Immunotherapy agent blinatumomab showed superiority over chemotherapy in significantly improving survival in young patients with relapsed B-acute lymphoblastic leukemia (ALL), according to late-breaking study results presented at the American Society of Hematology Annual Meeting and Exposition.

Cure rates for children, adolescents, and young adults with ALL have improved dramatically over the years, but relapse still occurs in 15% of patients, according to study author Patrick A. Brown, MD, who presented the findings at the meeting. Moreover, survival is poor following relapse. Currently, standard treatment approaches for high-risk relapses includes intensive chemotherapy and hematopoietic stem cell transplant (HSCT).

Blinatumomab, an immunotherapy drug, is currently approved for use in the relapsed/refractory setting for pediatric patients with ALL. However, this is the first trial to confirm its benefits in pediatric patients who have minimal residual disease (MRD) following chemotherapy after relapse.

The study (AALL1331) included 208 patients ages 1 to 30 years old who received 1 month of induction chemotherapy. Patients with early relapse or late relapse with high levels of MRD were randomized to receive either chemotherapy (Arm A) or blinatumomab (Arm B), followed by transplant.

The primary endpoint was disease-free survival (DFS) from the time of randomization. Overall, blinatumomab was associated with an approximately 20% increase in DFS compared with chemotherapy, with an average follow-up of approximately 1.5 years. Among patients with detectable MRD after the first month of chemotherapy, 79% of those receiving blinatumomab achieved undetectable MRD compared with just 21% among those receiving chemotherapy alone. Overall survival, the study’s secondary endpoint, was also approximately 20% greater in patients treated with blinatumomab compared with chemotherapy, according to the data.

In the briefing, Dr Brown indicated that the improved survival with blinatumomab was likely related to 3 major factors: better MRD clearance, less toxicity, and greater ability to successful bridge to HSCT.

“Given the fact that transplant is the treatment most likely to cure patients with relapsed ALL, this third factor is particularly important,” Brown said.

The rate of patients successfully proceeding from randomization to HSCT was drastically different between the 2 arms, with only 45% of patients in Arm A proceeding to HSCT compared with 73% of patients in Arm B, according to the results.

(Saved data entries)
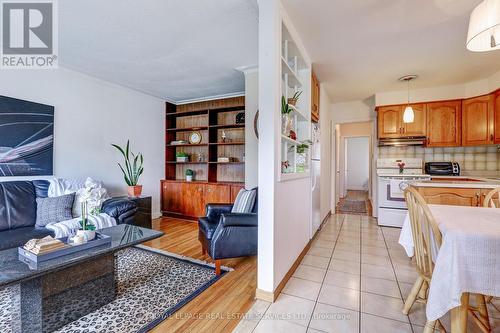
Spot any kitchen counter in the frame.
[412,176,500,189]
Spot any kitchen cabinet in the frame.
[377,104,427,138]
[418,187,481,206]
[492,89,500,144]
[311,73,320,122]
[161,180,243,219]
[462,94,495,146]
[426,100,462,147]
[377,105,403,138]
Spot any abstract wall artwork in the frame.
[0,96,54,177]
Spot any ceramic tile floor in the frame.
[234,214,500,333]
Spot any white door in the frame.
[344,136,370,191]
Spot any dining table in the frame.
[399,205,500,333]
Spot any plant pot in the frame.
[127,185,142,197]
[76,230,95,242]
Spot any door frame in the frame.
[340,135,372,198]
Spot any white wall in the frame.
[375,71,500,106]
[257,0,311,293]
[345,136,370,191]
[244,68,259,188]
[319,84,335,220]
[0,68,165,216]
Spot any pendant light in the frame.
[466,0,500,52]
[399,75,417,124]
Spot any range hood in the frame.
[378,136,427,147]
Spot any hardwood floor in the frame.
[144,218,257,333]
[335,190,373,216]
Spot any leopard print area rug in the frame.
[0,246,228,333]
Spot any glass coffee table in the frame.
[0,224,163,332]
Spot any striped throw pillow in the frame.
[231,188,257,213]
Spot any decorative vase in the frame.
[76,230,95,242]
[127,185,142,197]
[295,153,307,172]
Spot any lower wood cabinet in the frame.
[161,180,244,219]
[417,187,498,206]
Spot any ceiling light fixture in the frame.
[399,75,417,124]
[466,0,500,52]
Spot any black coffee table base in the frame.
[13,253,116,332]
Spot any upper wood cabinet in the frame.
[427,100,462,147]
[377,104,426,138]
[311,73,319,122]
[377,105,403,138]
[462,94,495,146]
[492,89,500,143]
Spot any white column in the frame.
[257,0,281,293]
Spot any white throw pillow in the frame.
[231,188,257,213]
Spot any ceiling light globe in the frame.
[403,105,415,124]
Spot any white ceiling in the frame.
[58,0,258,102]
[283,0,500,102]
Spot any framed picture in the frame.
[0,96,54,176]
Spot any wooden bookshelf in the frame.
[165,97,245,184]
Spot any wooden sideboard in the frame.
[376,89,500,147]
[161,180,244,219]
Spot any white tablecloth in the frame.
[399,205,500,320]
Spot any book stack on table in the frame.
[24,236,68,255]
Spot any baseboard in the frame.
[255,289,276,303]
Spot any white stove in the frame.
[377,158,430,227]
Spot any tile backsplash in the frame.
[378,145,500,172]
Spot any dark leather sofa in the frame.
[198,187,258,275]
[0,180,137,250]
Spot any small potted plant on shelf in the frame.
[288,91,302,106]
[290,140,312,172]
[281,96,293,136]
[175,151,189,163]
[111,140,144,197]
[186,169,194,182]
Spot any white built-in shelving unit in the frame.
[279,21,311,181]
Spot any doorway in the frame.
[344,136,370,192]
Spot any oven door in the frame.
[378,176,411,209]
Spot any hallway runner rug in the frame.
[337,200,366,214]
[0,246,230,333]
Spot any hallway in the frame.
[335,190,372,216]
[235,214,500,333]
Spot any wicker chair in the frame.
[403,186,491,333]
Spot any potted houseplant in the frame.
[288,91,302,106]
[281,96,292,136]
[112,140,144,197]
[175,151,189,163]
[76,201,95,241]
[290,140,312,172]
[186,169,194,182]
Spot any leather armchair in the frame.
[198,187,258,275]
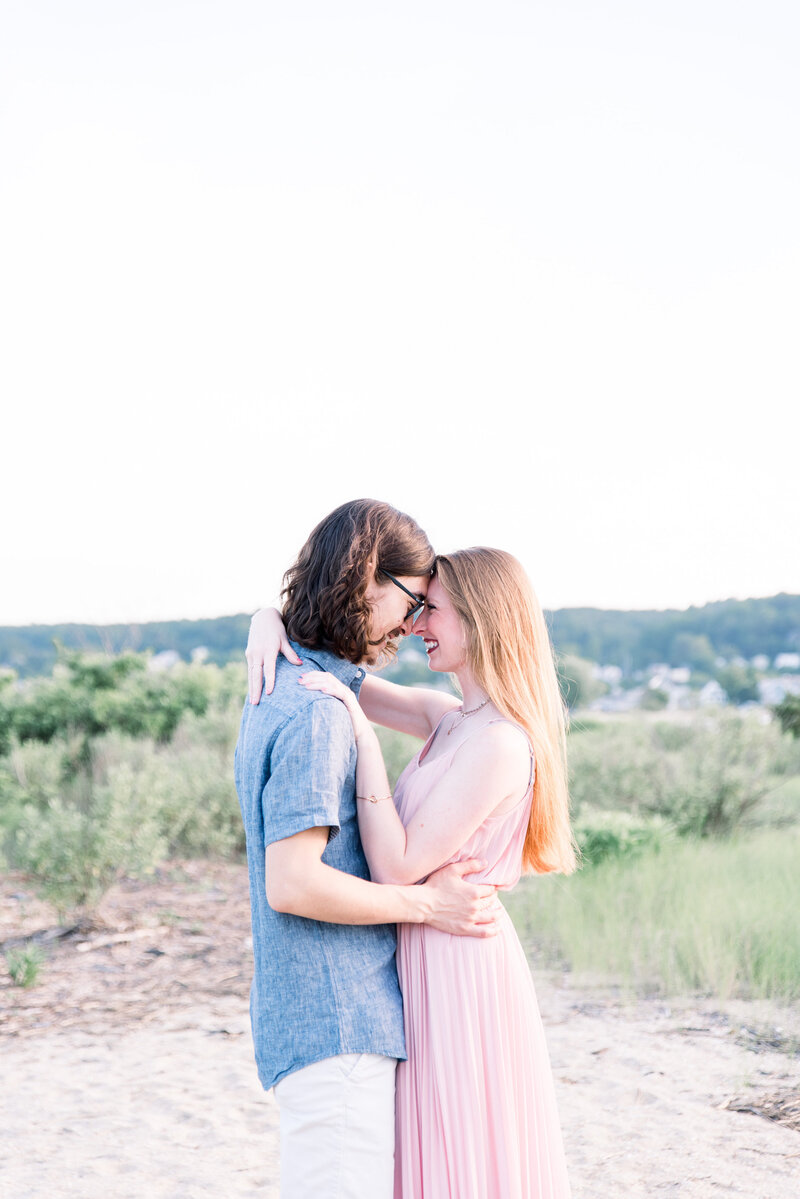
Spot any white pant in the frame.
[275,1053,397,1199]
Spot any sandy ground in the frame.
[0,864,800,1199]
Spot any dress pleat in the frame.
[395,728,570,1199]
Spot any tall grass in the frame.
[504,829,800,1000]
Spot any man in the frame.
[236,500,494,1199]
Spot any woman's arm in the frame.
[301,671,530,885]
[245,608,458,741]
[359,675,459,741]
[245,608,302,704]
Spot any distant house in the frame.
[148,650,181,674]
[758,675,800,707]
[697,679,728,707]
[591,662,622,688]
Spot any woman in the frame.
[253,548,575,1199]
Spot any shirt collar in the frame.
[291,641,366,695]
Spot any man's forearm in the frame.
[266,862,432,924]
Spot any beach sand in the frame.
[0,863,800,1199]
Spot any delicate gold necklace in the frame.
[447,699,488,736]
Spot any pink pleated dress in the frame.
[395,719,570,1199]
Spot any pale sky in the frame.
[0,0,800,625]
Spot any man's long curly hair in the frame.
[281,500,434,663]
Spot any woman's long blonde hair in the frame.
[433,546,577,874]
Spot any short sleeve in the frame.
[261,695,354,845]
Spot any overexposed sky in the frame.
[0,0,800,623]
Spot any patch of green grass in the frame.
[504,829,800,1000]
[6,945,44,987]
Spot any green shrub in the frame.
[570,712,787,837]
[573,807,675,866]
[13,764,166,918]
[504,830,800,1000]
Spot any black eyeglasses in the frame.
[380,570,425,620]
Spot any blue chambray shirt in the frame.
[235,645,405,1090]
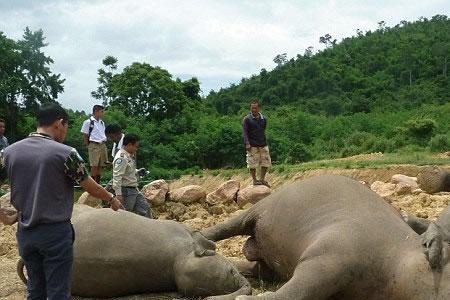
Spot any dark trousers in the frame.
[17,222,74,300]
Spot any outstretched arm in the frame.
[0,208,17,225]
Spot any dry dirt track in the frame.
[0,166,450,300]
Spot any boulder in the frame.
[237,185,272,208]
[169,185,206,204]
[417,166,450,194]
[141,179,169,206]
[78,192,102,207]
[206,180,240,205]
[370,181,396,198]
[166,202,187,221]
[395,182,413,196]
[208,204,225,215]
[391,174,419,190]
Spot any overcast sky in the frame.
[0,0,450,110]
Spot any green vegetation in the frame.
[0,15,450,179]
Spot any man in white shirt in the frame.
[81,105,108,183]
[105,124,125,160]
[0,119,9,150]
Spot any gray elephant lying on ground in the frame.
[19,205,251,299]
[202,175,450,300]
[403,206,450,269]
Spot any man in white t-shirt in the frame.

▸ About this task
In the blinatumomab trial report, what percentage of patients in Arm A proceeded from randomization to stem cell transplant?

▸ Response
45%